• **Text segment**:
————
$1M shoplifting ring covered 4 counties

An undercover police task force born in Middletown has busted a more than $1 million shoplifting ring that targeted discount retail stores along the Interstate 75 corridor such as Walmart, Meijer, CVS and Family Dollar.

Fifty-seven men and women were arrested on 116 charges of theft and other felonies and misdemeanors after a six-week investigation by police departments in Middletown, Troy, Urbana, Moraine, West Chester Twp., Colerain Twp. and Miamisburg and sheriff’s and prosecutor’s offices in Warren, Clinton and Fayette counties.

Authorities found evidence that bands of shoplifters — called “boosters” — stole everything from mascara to plasma televisions from local retailers for resale at area flea markets, pawn shops and on the Internet.

Police said they executed 16 search warrants and seized 24 vehicles and approximately $300,000 in stolen merchandise, including about $250,000 from vendors at the Caesar Creek Flea Market in Wilmington. Stolen items ranged from toiletries such as shampoo, body spray, detergent and cologne to high-end electronics, DVDs, computer games and vacuum cleaners.

Walmart stores in Middletown and Franklin were favored targets, but police said the shoplifting operation spanned four counties and 13 cities, townships and villages. Of those arrested during the operation, 32 suspects were from Middletown; six from Franklin; six from Cincinnati; three from Dayton; two from Trenton; two from South Lebanon; one each from Germantown, Springboro, Lebanon, Monroe and West Carrollton; and one from Virginia, arrest reports show. Organized retail theft is common, police and retail experts said, and tough to stop even though retailers spend some $12 billion a year combating it.
————
Records from a collection:
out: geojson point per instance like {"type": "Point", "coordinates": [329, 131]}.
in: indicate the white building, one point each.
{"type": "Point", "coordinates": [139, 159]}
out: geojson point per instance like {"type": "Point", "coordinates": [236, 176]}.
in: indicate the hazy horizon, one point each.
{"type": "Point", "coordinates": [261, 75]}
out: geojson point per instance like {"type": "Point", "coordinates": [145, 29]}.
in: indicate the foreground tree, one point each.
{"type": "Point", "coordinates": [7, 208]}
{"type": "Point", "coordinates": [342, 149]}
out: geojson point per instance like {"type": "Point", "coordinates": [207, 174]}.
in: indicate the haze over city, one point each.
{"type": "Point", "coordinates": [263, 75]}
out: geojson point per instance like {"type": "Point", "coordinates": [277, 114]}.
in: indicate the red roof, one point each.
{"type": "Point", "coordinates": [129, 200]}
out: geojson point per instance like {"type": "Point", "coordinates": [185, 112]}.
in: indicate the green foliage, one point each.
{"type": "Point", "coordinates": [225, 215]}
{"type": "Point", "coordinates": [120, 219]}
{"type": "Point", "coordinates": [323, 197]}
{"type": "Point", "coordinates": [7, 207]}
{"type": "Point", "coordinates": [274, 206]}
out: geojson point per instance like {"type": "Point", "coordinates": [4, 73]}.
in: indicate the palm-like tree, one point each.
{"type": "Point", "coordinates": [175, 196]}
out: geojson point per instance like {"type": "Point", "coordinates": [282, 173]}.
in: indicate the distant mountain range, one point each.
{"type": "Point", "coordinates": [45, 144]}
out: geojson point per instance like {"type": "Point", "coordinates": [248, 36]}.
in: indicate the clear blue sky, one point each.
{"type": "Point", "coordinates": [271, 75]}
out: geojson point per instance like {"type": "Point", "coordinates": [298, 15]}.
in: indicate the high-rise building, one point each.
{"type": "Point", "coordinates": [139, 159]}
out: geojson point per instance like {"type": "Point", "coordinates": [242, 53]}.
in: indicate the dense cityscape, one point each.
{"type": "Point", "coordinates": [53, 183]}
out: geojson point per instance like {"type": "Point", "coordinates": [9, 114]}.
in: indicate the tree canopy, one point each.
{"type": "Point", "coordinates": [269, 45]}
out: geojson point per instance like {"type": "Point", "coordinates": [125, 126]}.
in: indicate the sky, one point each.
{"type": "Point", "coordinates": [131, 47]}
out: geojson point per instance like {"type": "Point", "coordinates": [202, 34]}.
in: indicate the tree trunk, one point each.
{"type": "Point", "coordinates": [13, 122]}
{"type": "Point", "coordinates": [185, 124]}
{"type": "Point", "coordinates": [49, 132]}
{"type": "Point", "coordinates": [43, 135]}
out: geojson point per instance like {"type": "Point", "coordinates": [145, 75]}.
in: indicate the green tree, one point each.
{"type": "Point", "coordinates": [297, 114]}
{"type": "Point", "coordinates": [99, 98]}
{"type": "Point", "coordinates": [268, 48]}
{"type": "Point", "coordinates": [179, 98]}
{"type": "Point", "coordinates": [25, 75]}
————
• **Exercise requirements**:
1) According to the shoplifting ring article, how many search warrants did police execute?
2) Resume the article on the shoplifting ring, writing on from the end of its last sentence.

• **Per-task answers**:
1) 16

2)
According to the National Retail Federation, organized retail crime is estimated to cost retailers across the country $30 billion a year. Eight in 10 retailers say organized retail crime has increased over the last three years, according to the federation’s 2013 survey.

It’s also costly to consumers because it results in unavailability of products that consumers want and may well result in a price increase when the retailer is able to get the items back in stock, federation officials say. Officials say there may also be a public health risk in buying things, such as personal hygiene products, that have been stolen and resold.

In the Dayton metro area, larceny-related crimes, which include shoplifting, decreased 1 percent from 4,700 in 2011 to 4,649 in 2012, according to Federal Bureau of Investigations’ Uniform Crime Report.

“We have partnership with businesses and loss prevention managers that are in Dayton, said Lt. Wendy Stiver, a spokeswoman for the Dayton Police Department. “We pay attention to trends and incidents that might affect those businesses, but we don’t have a lot of large scale operations like the ones that were targeted in the (Middletown) investigation.”

In Middletown, police Officer Tom Lawson, one of five officers from the department who worked with the task force, said he thought he had seen everything in his 23-year career, but this operation opened his eyes “to a different breed of thieves.”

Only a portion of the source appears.